_Okuma parçası_
┌──

Okuyuş

RAD SURESİNİN BİZE KAZANDIRDIĞI

RAD SURESİNİN BİZE KAZANDIRDIĞI

12.05.2019

 

Allah bize aklımızı kullanmayı, hayatı doğru okumamızı emrediyor, âdeta gözümüze sokuyor. Biz ise görmemekte ısrar ediyoruz.

 RAD:13/2 “Allah odur ki gökleri, direğin gayrısı bir yasa ile yükseltti. Bunu görüyorsunuz. Sonra arş üzerine istiva etti, güneşi ve ayı iradesine boyun eğdirdi. Her biri, yücelik içeren/adı konulmuş bir süre için akıp gitmektedir. İşi düzenler/takip eder. Ayetleri/delilleri Rabb’inizle buluşacağınıza kesin olarak inanasınız diye açıklar.”

           Bizlerde bugün hava açık kapalı, günümüz şöyle böyle geçecek zannıyla kehanette bulunur, bakar kör olarak bize sunulan tertemiz bir başlangıcı, yepyeni bir günü ilk dakikasında zanlarla karalamaya  başlıyoruz. Oysa gün elimizden alındığında, süremiz/ecelimiz bittiğinde ne söyleyeceğimizi anlatıyor.

SECDE:32/12 “Suçluları, Rablerinin huzurunda başları öne eğilmiş olarak: ‘Ey Rabbimiz! Gördük ve dinledik, şimdi bizi geri çevir de salih bir amel işleyelim, biz artık kesin bir şekilde inanıyoruz.’ derlerken bir görsen!”

 Bize yani insanlığa inen hayat kitabı/ yaşam kılavuzunu henüz hayatımıza geçiremedik. Ya duvarımıza süs olarak asar ya da ahenkli okuyarak eve kurulan alarm gibi bizi kötülüklerden kem gözlerden korumasını umarız. Teşbihte hata olmasın, ilaç prospektüsünü okuyarak hastalığın tedavi olmasını beklemek gibi sureleri adetlendirip şifa bekliyoruz.  Çocuğumuz sınava girecek 500  Yasin…. Bir yerde savaş durumu var 1000 Fetih suresi oku vs.  Hayatımıza kılavuzluk dışında ne varsa onu kullanıyoruz. Aklı kullanıp bu ayetler bize ne anlatıyor nasıl yol gösteriyor deyip öz eleştiri yerine suçu başkalarına atıp günü kurtarıyoruz. Sorumluluğu üzerimize almadan konuşup edebiyat yapıyoruz.

Bütün yükü peygambere atıp bizi kurtarmasını bekliyoruz. Oysa Allah şöyle buyuruyor:

RAD:13/38 “Kesinlikle, biz senden önce de elçiler görevlendirdik, onlara da eşler ve çocuklar verdik. Allah'ın izni olmadan hiçbir elçi, bir ayet getiremez.  Her ecel/süre için bir yazı vardır.”

└──

_Verilen liste_
┌──

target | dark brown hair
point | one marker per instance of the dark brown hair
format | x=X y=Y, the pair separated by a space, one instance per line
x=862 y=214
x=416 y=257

└──

_Alıştırma yönergeleri_
- a) Metinde "Bize yani insanlığa inen hayat kitabı" diye başlayan paragrafı, ana bilgilerini koruyarak madde madde kısaltın.
- b) Metinden "Allah bize aklımızı" sözleriyle başlayıp "ne söyleyeceğimizi anlatıyor." sözlerine kadar süren bölümü aynen alıntılayın.
Yalnızca metindeki bilgilere dayanın.

_Çözümler_
- a)
- İnsanlığa inen hayat kitabını, yani yaşam kılavuzunu henüz hayatımıza geçiremedik.
- Onu ya duvara süs olarak asıyoruz ya da ahenkli okuyarak, evdeki alarm gibi bizi kötülüklerden ve kem gözlerden korumasını umuyoruz.
- İlaç prospektüsünü okuyarak tedavi beklemek gibi sureleri adetlendirip şifa bekliyoruz. Örneğin çocuk sınava girecekse 500 Yasin, bir yerde savaş varsa 1000 Fetih suresi okuyoruz.
- Onu kılavuzluk dışında her şey için kullanıyoruz.
- Aklı kullanıp öz eleştiri yapmak yerine suçu başkalarına atarak günü kurtarıyoruz.
- Sorumluluğu üzerimize almadan konuşup edebiyat yapıyoruz.

- b)
Allah bize aklımızı kullanmayı, hayatı doğru okumamızı emrediyor, âdeta gözümüze sokuyor. Biz ise görmemekte ısrar ediyoruz.

 RAD:13/2 “Allah odur ki gökleri, direğin gayrısı bir yasa ile yükseltti. Bunu görüyorsunuz. Sonra arş üzerine istiva etti, güneşi ve ayı iradesine boyun eğdirdi. Her biri, yücelik içeren/adı konulmuş bir süre için akıp gitmektedir. İşi düzenler/takip eder. Ayetleri/delilleri Rabb’inizle buluşacağınıza kesin olarak inanasınız diye açıklar.”

           Bizlerde bugün hava açık kapalı, günümüz şöyle böyle geçecek zannıyla kehanette bulunur, bakar kör olarak bize sunulan tertemiz bir başlangıcı, yepyeni bir günü ilk dakikasında zanlarla karalamaya  başlıyoruz. Oysa gün elimizden alındığında, süremiz/ecelimiz bittiğinde ne söyleyeceğimizi anlatıyor.